►

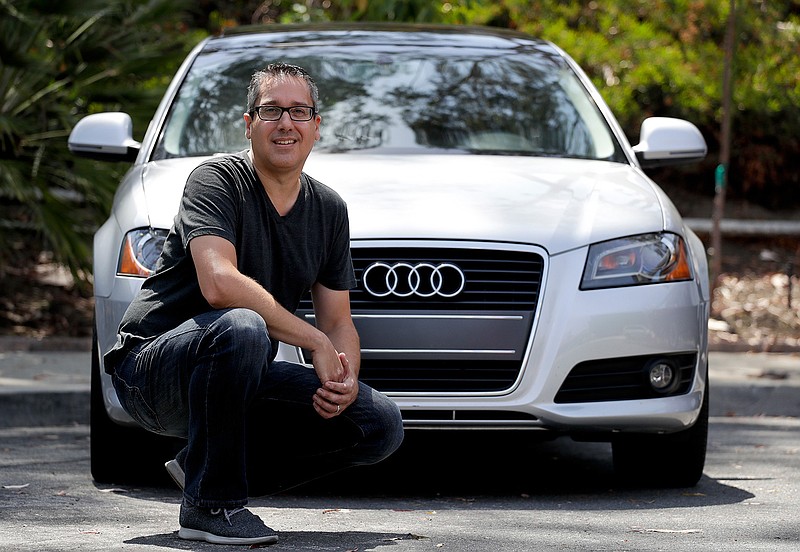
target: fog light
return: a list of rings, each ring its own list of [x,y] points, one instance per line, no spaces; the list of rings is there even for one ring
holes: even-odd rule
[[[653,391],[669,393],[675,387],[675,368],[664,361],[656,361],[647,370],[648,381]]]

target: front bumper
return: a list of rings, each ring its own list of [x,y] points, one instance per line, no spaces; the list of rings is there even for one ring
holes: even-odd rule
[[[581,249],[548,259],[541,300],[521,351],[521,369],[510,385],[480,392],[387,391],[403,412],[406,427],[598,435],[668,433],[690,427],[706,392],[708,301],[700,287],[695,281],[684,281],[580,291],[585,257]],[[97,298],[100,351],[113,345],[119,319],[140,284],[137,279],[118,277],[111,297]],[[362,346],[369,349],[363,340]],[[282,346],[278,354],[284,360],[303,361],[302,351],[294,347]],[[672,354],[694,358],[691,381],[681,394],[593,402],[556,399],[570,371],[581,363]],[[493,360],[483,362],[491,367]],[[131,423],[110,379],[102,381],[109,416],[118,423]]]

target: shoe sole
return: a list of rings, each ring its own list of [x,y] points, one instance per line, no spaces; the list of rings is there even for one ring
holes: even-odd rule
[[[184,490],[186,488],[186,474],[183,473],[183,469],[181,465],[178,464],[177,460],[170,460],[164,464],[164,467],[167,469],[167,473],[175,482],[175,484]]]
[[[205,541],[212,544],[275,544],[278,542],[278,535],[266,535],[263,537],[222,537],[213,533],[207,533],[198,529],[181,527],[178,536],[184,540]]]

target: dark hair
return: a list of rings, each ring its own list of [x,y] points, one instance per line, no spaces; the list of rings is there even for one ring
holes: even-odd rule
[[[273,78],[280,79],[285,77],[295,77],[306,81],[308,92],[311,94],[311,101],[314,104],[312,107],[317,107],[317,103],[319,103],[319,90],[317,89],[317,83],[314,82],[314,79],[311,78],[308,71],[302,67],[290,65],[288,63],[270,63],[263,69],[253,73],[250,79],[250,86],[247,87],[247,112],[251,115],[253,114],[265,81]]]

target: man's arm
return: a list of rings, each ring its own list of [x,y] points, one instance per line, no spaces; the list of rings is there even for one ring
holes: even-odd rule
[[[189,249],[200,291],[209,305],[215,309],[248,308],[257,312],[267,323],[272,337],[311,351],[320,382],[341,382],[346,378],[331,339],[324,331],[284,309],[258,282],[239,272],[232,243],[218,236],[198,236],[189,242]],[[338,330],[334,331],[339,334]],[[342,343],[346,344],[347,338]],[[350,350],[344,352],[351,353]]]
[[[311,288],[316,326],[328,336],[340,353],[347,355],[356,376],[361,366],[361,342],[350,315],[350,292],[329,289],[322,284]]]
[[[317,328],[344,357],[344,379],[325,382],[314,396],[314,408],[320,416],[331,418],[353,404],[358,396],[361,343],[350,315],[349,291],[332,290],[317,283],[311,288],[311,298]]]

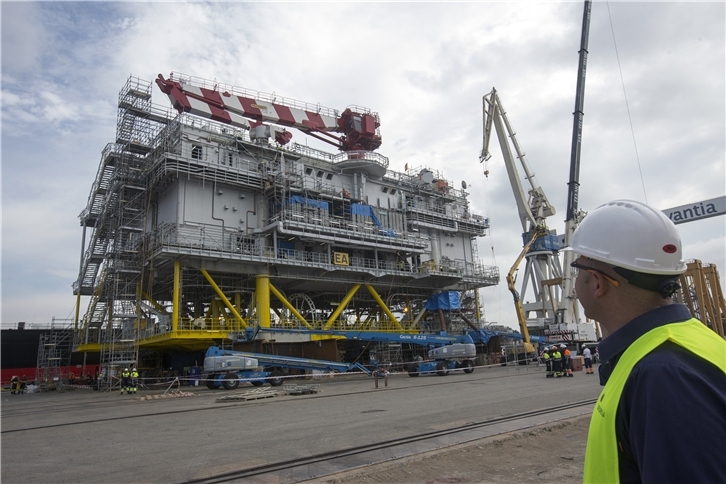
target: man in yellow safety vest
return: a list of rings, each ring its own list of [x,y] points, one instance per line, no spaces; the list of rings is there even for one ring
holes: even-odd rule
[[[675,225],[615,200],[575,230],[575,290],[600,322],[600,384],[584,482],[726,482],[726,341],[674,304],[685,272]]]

◄
►

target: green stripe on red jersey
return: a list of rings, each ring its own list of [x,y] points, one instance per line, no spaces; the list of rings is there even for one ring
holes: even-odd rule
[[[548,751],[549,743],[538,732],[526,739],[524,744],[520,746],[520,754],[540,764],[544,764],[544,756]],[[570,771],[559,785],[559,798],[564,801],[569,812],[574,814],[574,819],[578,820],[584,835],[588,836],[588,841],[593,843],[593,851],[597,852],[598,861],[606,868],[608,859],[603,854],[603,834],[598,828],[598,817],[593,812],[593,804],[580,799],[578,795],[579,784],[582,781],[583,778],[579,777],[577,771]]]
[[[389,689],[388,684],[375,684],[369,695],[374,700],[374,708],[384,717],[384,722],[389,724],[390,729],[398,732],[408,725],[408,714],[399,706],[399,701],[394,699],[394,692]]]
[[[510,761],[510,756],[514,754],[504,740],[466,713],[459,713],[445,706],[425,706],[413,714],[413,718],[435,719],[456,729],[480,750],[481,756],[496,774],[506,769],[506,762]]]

◄
►

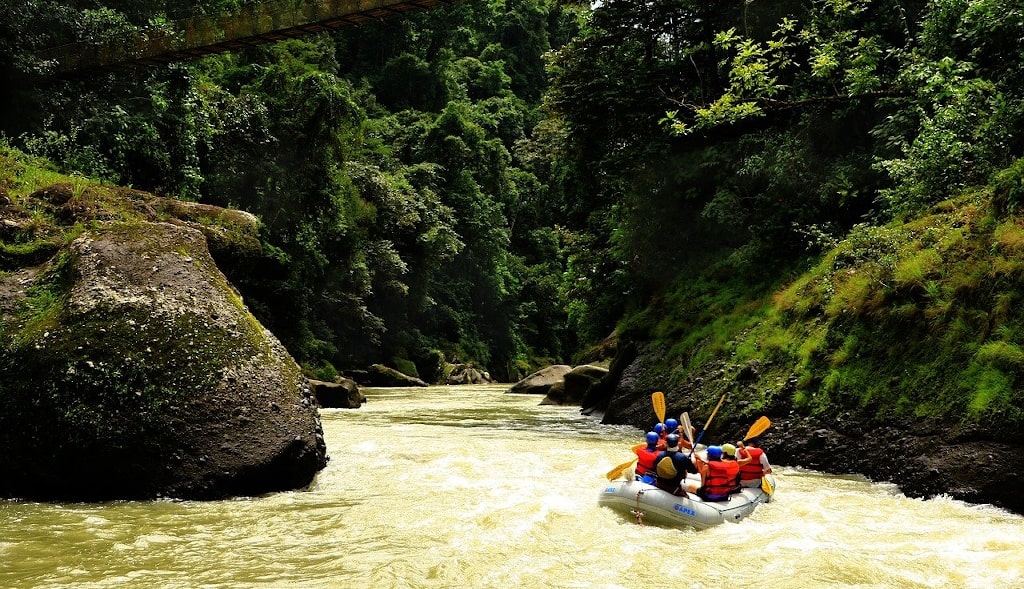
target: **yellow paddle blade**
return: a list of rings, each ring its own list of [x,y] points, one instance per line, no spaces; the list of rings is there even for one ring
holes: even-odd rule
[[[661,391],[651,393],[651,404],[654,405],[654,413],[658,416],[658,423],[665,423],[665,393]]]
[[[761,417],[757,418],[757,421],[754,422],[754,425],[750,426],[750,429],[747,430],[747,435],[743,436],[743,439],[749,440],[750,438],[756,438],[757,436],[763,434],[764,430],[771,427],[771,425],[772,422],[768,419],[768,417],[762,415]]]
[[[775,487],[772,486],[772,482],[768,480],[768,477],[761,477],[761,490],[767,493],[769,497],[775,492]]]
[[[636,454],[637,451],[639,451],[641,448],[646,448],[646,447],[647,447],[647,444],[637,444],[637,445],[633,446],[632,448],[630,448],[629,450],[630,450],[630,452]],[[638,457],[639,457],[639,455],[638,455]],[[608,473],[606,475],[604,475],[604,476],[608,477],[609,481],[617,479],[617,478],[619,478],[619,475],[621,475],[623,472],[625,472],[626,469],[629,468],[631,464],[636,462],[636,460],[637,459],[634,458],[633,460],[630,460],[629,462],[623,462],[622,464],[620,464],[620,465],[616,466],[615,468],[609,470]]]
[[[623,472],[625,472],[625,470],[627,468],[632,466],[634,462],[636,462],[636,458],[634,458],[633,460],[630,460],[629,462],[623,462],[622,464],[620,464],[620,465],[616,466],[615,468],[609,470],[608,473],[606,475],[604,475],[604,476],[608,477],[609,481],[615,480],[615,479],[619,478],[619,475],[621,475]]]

◄

THE TASK:
For this task, copy every line of the material in which "target" appears.

SOLVED PROBLEM:
target: fog light
target: front bumper
target: shoe sole
target: dark hair
target: man's arm
target: man in yellow safety vest
target: green stripe on red jersey
target: **yellow paddle blade**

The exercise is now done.